On Friday, Anadolu cited security sources as saying that the Turkish military had stepped up presence along its southern border and dispatched armored military vehicles and munitions to the area to respond to potential attacks by the YPG and PKK.
The Turkish military units and intelligence are currently monitoring Kurdish-controlled Afrin, Tel Abyad and Qamishli in northern Syria and the Iraqi border.
Since July 2015, Turkish air force has been carrying out operations against the PKK positions in the country’s troubled southeastern border region as well as in northern Iraq and neighboring Syria.
In early December 2015, Turkey deployed a contingent of its troops to the Bashiqa military camp north of Mosul, claiming that the move had been earlier coordinated with Iraqi officials. Baghdad swiftly denied the claim and ever since has called on Ankara to immediately withdraw its forces from the camp. Turkey, however, has so far refused to pull out its forces from the Iraqi soil.

Task list:
a: Print everything from "The Turkish military units" down to "the Iraqi border." in the passage on Turkey's military moves, keeping the wording unchanged.
b: Proceed with the passage on Turkey's military moves, continuing it from its final sentence.
The listing comes from an unrelated source.

Data extract:
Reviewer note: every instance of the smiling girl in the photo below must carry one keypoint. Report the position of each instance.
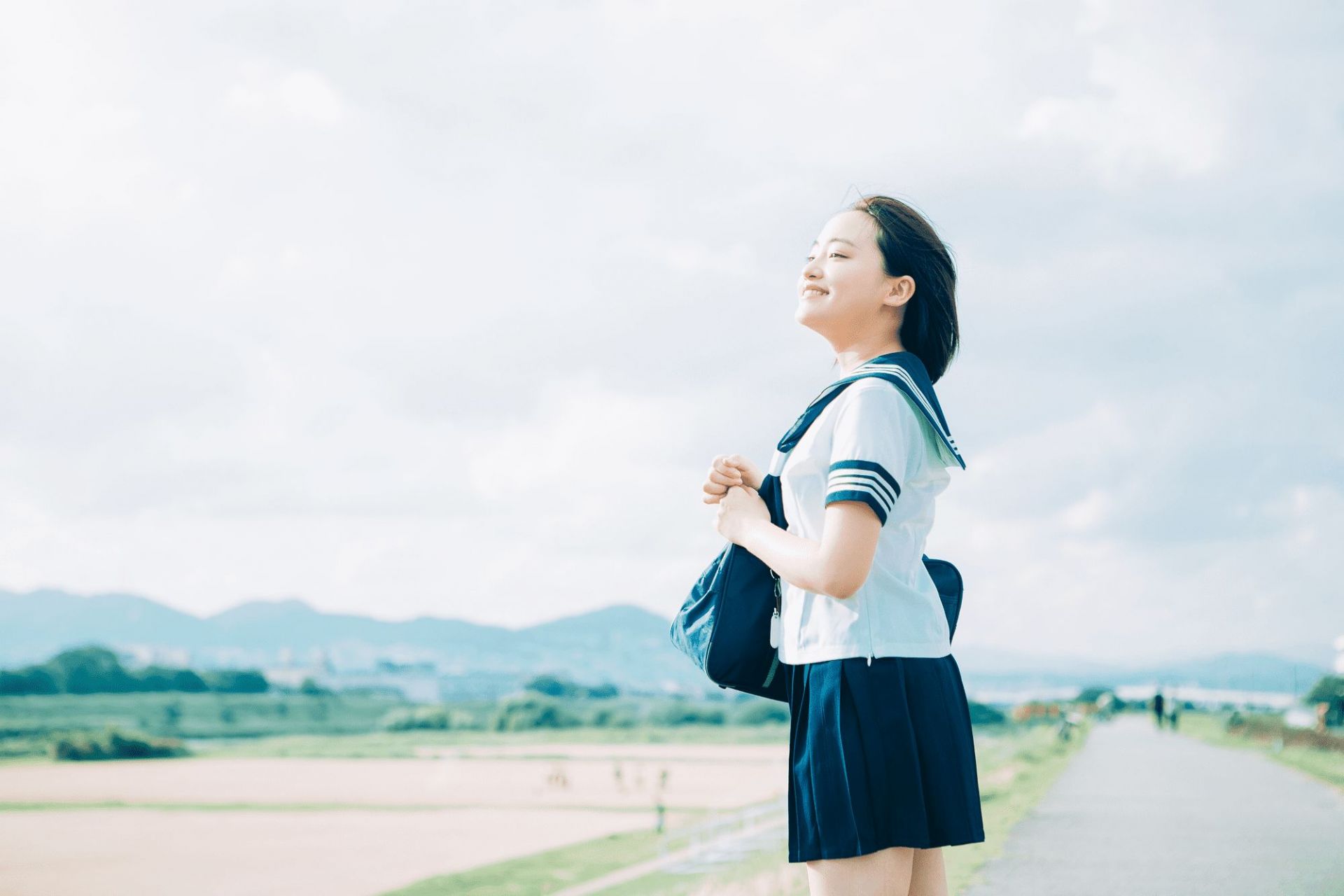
(881, 752)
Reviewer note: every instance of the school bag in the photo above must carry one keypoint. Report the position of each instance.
(729, 624)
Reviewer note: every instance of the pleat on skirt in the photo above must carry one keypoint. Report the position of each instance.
(879, 755)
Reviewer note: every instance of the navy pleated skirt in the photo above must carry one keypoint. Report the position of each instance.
(879, 755)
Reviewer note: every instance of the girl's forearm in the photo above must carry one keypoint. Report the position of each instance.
(797, 561)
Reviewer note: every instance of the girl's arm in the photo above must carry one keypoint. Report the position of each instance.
(835, 566)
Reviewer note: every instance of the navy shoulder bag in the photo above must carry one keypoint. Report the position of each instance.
(729, 625)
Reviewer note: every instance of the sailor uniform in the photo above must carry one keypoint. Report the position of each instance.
(881, 747)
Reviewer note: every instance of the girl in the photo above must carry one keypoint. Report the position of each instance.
(881, 752)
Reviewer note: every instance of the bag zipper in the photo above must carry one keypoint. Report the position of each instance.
(872, 652)
(774, 620)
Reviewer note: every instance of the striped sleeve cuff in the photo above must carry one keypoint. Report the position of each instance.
(864, 481)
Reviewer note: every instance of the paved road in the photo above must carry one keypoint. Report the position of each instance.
(1142, 812)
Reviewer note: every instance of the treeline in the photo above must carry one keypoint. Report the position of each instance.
(96, 669)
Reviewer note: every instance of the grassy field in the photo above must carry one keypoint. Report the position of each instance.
(24, 720)
(1323, 764)
(273, 724)
(1016, 766)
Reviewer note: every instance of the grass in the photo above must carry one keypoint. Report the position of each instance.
(1322, 764)
(1015, 764)
(405, 743)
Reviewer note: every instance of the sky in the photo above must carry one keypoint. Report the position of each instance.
(410, 309)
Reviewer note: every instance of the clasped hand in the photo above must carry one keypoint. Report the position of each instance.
(733, 485)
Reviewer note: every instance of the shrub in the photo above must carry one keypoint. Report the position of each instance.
(613, 718)
(685, 713)
(533, 711)
(762, 713)
(417, 718)
(111, 743)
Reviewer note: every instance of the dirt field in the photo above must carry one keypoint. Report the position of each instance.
(487, 808)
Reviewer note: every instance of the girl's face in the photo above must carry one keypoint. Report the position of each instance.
(844, 295)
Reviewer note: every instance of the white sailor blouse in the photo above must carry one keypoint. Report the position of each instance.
(870, 445)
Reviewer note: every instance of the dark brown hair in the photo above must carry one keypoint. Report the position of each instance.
(910, 246)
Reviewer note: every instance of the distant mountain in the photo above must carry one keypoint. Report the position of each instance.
(624, 644)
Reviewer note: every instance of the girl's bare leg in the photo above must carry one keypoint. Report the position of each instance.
(886, 872)
(927, 875)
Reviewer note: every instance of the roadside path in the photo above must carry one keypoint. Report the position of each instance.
(1147, 812)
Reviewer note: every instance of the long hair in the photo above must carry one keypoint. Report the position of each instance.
(910, 246)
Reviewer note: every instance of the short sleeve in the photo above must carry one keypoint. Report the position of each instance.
(870, 447)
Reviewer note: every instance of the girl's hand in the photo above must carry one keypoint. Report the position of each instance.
(726, 472)
(738, 508)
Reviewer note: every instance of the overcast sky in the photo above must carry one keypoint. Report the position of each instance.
(444, 311)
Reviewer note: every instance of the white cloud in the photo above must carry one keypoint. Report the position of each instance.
(264, 93)
(456, 327)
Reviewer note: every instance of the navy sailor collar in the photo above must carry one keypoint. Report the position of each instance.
(906, 372)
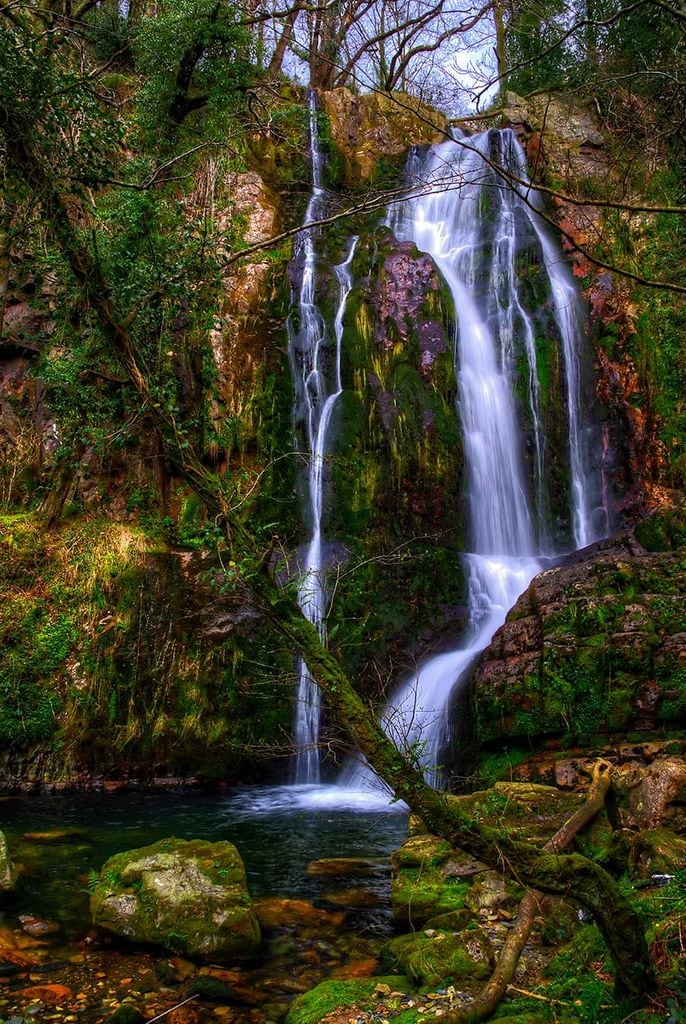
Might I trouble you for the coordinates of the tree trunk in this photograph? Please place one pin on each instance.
(495, 989)
(558, 875)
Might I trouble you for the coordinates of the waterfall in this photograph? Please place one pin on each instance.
(471, 222)
(317, 386)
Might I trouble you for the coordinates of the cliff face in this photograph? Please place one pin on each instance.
(594, 647)
(148, 648)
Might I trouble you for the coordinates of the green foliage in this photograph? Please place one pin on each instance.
(194, 53)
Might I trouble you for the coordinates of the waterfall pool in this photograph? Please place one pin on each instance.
(277, 830)
(323, 925)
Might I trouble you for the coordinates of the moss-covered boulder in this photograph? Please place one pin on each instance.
(426, 880)
(371, 126)
(7, 869)
(432, 957)
(312, 1007)
(188, 897)
(656, 851)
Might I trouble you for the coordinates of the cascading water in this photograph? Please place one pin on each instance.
(317, 386)
(471, 222)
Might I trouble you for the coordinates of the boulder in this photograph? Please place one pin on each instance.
(433, 957)
(426, 880)
(7, 869)
(368, 127)
(312, 1007)
(595, 646)
(656, 851)
(188, 897)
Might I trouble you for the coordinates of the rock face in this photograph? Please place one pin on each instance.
(7, 869)
(427, 880)
(188, 897)
(435, 956)
(594, 646)
(365, 128)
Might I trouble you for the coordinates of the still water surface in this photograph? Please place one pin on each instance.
(276, 832)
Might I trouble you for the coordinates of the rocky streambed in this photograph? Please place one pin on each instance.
(385, 927)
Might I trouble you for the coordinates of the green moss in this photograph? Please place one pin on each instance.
(313, 1006)
(435, 960)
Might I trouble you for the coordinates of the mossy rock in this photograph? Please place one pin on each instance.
(188, 897)
(7, 869)
(424, 882)
(526, 1019)
(311, 1007)
(657, 851)
(432, 960)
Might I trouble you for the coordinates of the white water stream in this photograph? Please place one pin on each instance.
(317, 385)
(473, 224)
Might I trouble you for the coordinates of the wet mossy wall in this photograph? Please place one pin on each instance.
(593, 650)
(122, 658)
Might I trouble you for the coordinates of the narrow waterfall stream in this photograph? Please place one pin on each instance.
(317, 386)
(471, 223)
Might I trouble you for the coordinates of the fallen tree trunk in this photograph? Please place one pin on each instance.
(547, 871)
(495, 989)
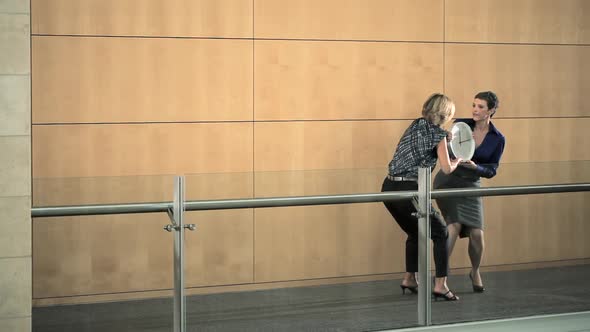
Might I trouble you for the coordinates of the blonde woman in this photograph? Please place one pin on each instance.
(422, 145)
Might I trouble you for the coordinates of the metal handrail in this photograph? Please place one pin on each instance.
(226, 204)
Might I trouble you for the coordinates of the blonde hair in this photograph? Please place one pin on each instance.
(438, 109)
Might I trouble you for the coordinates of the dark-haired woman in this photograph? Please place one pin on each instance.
(464, 215)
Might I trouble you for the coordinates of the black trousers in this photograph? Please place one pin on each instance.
(402, 213)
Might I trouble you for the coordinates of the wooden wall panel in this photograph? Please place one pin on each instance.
(530, 80)
(419, 20)
(329, 241)
(544, 140)
(325, 145)
(132, 189)
(516, 224)
(188, 18)
(344, 80)
(140, 80)
(123, 253)
(141, 149)
(522, 21)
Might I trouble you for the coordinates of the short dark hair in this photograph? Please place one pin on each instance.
(490, 98)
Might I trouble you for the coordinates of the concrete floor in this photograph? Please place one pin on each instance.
(368, 306)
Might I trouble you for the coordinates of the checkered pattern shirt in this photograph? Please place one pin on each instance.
(416, 148)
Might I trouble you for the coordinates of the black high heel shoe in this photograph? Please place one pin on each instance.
(448, 296)
(476, 288)
(412, 289)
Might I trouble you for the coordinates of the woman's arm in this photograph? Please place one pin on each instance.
(488, 169)
(446, 164)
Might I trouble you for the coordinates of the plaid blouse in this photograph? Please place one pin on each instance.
(416, 148)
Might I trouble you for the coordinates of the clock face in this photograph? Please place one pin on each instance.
(462, 145)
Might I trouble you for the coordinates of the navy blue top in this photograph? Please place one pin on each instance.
(487, 155)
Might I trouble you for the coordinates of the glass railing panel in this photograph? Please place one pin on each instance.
(536, 259)
(334, 267)
(104, 272)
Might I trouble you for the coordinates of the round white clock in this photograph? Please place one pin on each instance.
(462, 145)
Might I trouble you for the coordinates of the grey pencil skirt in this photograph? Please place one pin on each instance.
(467, 211)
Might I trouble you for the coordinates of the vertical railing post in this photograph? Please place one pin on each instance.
(424, 288)
(178, 221)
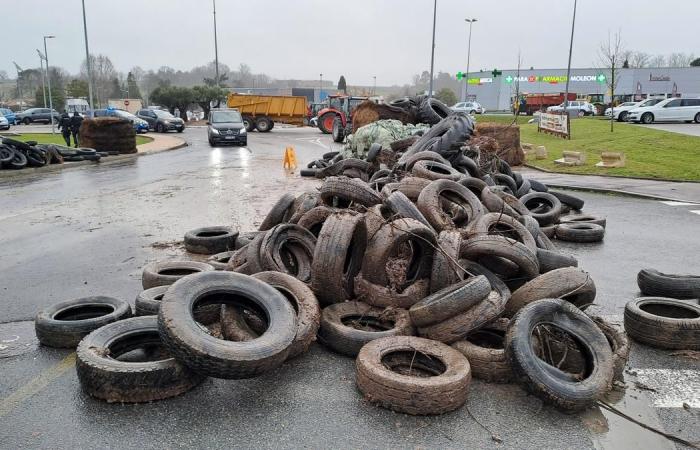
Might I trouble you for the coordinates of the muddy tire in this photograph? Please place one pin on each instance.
(450, 301)
(413, 375)
(654, 283)
(343, 191)
(485, 350)
(553, 385)
(164, 273)
(580, 232)
(210, 356)
(346, 327)
(289, 249)
(154, 375)
(64, 324)
(210, 240)
(663, 323)
(338, 256)
(571, 284)
(280, 212)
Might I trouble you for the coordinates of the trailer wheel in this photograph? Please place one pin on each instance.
(325, 122)
(263, 124)
(248, 123)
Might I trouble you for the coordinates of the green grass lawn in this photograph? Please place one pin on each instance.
(48, 138)
(650, 153)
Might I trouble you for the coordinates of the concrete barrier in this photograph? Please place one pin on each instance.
(611, 159)
(571, 159)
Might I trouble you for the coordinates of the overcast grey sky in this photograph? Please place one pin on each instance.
(358, 38)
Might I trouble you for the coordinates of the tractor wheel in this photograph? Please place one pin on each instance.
(325, 122)
(338, 130)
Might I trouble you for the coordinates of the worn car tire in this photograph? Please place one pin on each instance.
(103, 375)
(64, 324)
(413, 375)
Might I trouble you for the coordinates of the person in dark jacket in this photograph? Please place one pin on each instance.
(64, 126)
(75, 123)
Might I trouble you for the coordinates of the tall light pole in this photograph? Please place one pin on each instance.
(88, 63)
(432, 52)
(48, 77)
(568, 67)
(216, 46)
(43, 78)
(469, 52)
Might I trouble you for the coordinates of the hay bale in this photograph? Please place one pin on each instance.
(368, 112)
(508, 138)
(108, 134)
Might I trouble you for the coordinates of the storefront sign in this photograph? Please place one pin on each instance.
(557, 124)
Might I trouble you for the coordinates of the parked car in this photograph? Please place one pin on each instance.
(140, 125)
(469, 107)
(9, 115)
(225, 126)
(576, 108)
(670, 109)
(161, 121)
(32, 115)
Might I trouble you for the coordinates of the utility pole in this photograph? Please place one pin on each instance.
(568, 67)
(48, 76)
(216, 46)
(469, 52)
(432, 52)
(43, 78)
(88, 64)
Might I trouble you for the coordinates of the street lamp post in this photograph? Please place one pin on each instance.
(43, 78)
(469, 52)
(432, 52)
(88, 63)
(48, 77)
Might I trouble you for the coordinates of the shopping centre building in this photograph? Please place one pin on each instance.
(497, 93)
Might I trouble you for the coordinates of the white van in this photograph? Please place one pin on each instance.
(669, 110)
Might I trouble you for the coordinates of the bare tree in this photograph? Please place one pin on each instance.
(610, 56)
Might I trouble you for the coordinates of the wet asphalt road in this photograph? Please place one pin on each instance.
(90, 231)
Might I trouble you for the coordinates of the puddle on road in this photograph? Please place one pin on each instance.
(610, 431)
(17, 338)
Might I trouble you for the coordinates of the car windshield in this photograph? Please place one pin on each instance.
(163, 114)
(225, 117)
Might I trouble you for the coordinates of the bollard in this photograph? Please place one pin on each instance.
(611, 159)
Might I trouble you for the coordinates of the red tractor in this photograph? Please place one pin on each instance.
(339, 109)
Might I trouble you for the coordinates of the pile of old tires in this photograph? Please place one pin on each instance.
(17, 155)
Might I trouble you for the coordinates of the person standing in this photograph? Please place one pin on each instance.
(64, 124)
(75, 123)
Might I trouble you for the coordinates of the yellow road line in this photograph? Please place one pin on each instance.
(36, 385)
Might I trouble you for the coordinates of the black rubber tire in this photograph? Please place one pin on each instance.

Task responses:
a:
The Turkish military units and intelligence are currently monitoring Kurdish-controlled Afrin, Tel Abyad and Qamishli in northern Syria and the Iraqi border.

b:
In August 2016, Turkey also began a major military intervention in Syria, sending tanks and warplanes across the border, claiming that its military campaign was aimed at pushing Daesh from Turkey's border with Syria and stopping the advance of Kurdish forces. Damascus denounces the operation as a breach of its sovereignty.
Ankara in late March announced the end of its military operations in Syria, but did not rule out the possibility of yet another military intervention in war-torn Syria.